▶ **Given data**
— start —
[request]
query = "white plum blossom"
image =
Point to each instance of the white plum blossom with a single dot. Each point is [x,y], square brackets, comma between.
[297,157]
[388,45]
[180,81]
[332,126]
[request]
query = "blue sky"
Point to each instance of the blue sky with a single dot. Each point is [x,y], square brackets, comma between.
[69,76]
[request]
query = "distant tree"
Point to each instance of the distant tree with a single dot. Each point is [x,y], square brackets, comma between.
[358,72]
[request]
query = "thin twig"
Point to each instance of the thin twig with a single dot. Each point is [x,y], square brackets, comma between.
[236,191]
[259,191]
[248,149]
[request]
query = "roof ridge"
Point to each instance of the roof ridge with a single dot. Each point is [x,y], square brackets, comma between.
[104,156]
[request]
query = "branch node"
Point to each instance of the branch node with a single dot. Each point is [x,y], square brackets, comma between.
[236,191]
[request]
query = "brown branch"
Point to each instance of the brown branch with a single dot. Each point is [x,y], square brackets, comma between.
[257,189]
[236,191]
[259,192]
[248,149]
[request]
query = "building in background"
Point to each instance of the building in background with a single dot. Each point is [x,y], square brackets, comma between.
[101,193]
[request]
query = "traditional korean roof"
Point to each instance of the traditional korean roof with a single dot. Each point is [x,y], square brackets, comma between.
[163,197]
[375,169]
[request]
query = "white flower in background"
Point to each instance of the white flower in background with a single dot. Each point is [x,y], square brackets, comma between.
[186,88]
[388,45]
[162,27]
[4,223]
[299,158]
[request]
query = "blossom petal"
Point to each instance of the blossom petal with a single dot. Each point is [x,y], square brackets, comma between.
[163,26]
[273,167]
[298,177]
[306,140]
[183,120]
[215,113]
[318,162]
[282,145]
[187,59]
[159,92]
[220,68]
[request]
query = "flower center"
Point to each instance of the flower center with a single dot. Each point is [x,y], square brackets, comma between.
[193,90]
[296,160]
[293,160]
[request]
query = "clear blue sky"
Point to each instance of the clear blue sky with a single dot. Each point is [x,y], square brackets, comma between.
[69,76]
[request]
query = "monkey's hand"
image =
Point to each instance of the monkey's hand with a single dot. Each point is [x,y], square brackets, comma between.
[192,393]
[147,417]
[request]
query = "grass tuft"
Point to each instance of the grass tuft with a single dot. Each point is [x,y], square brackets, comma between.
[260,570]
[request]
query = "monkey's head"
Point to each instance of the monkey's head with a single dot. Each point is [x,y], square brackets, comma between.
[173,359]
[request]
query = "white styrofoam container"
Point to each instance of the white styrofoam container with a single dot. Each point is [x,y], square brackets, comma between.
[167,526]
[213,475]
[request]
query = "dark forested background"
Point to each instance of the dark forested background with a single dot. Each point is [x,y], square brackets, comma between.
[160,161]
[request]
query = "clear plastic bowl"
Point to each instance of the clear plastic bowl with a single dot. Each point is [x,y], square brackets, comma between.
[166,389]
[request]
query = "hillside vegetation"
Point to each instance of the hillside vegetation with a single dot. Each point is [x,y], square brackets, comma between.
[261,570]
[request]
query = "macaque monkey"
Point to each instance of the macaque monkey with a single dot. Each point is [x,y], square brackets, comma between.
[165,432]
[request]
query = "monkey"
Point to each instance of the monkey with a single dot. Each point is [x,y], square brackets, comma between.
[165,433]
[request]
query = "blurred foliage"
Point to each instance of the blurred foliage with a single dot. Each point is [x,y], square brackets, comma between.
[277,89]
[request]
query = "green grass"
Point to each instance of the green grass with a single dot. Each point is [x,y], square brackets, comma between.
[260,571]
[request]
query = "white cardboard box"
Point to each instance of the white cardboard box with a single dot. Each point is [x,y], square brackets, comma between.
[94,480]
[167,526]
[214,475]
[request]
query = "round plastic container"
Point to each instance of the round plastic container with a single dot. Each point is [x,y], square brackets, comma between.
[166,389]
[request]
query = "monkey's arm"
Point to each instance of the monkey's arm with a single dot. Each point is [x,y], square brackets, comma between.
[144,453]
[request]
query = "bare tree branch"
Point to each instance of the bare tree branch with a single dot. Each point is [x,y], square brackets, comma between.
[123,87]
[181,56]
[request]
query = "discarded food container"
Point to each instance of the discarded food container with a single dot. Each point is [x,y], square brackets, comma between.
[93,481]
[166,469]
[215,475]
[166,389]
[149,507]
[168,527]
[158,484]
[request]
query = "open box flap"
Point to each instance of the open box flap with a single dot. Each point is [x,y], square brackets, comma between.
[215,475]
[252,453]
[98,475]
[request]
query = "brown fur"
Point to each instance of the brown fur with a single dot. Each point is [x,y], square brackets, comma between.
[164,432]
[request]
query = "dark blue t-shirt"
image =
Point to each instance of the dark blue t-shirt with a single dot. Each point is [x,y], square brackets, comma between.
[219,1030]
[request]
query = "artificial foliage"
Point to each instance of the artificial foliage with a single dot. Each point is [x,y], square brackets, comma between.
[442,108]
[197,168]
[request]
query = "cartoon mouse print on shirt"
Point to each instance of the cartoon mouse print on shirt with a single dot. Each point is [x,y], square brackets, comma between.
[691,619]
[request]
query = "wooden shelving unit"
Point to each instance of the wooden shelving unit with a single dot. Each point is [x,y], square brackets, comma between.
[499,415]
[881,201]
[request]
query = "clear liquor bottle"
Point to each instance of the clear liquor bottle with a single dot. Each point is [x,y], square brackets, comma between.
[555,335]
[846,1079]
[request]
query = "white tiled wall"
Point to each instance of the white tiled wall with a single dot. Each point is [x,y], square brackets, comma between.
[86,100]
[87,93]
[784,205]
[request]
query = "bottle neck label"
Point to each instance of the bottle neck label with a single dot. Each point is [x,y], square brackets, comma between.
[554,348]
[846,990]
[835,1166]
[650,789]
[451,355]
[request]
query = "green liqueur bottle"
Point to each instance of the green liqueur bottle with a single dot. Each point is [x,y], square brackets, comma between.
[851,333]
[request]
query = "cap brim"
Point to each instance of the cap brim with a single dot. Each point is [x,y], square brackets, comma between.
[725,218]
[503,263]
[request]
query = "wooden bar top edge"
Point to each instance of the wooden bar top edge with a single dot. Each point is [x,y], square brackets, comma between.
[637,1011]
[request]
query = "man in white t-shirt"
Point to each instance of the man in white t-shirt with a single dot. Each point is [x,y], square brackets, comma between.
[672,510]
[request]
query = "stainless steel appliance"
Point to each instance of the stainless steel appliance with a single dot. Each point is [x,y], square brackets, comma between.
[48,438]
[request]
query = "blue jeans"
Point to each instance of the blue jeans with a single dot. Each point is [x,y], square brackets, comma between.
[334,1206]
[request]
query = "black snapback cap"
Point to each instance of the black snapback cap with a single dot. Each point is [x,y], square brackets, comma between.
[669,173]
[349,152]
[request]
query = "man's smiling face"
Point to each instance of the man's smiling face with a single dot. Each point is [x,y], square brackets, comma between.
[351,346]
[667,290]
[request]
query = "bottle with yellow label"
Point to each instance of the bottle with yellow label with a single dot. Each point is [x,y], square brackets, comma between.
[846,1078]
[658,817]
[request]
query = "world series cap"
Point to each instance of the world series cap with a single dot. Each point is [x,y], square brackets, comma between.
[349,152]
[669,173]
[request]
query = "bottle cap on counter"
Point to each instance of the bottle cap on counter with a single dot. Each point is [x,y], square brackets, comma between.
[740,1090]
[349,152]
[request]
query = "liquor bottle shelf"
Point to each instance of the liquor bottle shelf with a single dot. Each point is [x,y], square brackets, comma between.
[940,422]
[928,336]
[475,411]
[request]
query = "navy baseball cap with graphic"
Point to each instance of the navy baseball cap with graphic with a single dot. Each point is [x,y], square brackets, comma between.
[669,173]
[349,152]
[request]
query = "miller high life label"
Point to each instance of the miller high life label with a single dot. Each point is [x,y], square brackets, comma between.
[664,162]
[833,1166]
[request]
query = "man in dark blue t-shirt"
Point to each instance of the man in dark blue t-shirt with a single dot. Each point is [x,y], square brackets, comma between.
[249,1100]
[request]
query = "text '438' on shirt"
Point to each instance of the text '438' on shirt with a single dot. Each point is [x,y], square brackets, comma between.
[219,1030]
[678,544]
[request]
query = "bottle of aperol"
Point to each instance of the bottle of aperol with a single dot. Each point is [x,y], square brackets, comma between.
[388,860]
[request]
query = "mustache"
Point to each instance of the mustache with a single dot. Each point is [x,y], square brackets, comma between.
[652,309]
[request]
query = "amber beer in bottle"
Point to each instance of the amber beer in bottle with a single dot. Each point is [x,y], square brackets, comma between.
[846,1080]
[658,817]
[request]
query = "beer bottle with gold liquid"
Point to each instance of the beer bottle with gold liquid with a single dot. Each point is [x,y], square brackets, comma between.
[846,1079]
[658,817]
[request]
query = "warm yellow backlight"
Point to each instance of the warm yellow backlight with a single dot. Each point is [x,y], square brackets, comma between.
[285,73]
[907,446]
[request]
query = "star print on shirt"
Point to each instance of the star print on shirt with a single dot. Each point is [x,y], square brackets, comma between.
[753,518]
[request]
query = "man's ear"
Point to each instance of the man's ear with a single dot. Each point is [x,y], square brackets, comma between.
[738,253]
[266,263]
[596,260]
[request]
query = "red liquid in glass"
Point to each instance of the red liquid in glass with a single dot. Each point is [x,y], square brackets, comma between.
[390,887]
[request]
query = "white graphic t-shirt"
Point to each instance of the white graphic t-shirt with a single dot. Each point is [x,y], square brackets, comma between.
— end —
Find every line in the entries that contains the word "liquid" and copy each of those lines.

query = "beer bottle with gold liquid"
Point to each instance of the beer bottle with gold liquid with a single dot. Each point is [x,y], square brackets, comma between.
query = "red liquid in glass"
Point to each instance of the red liquid in glass with a single dot. Each point is [x,y], square brackets, comma between.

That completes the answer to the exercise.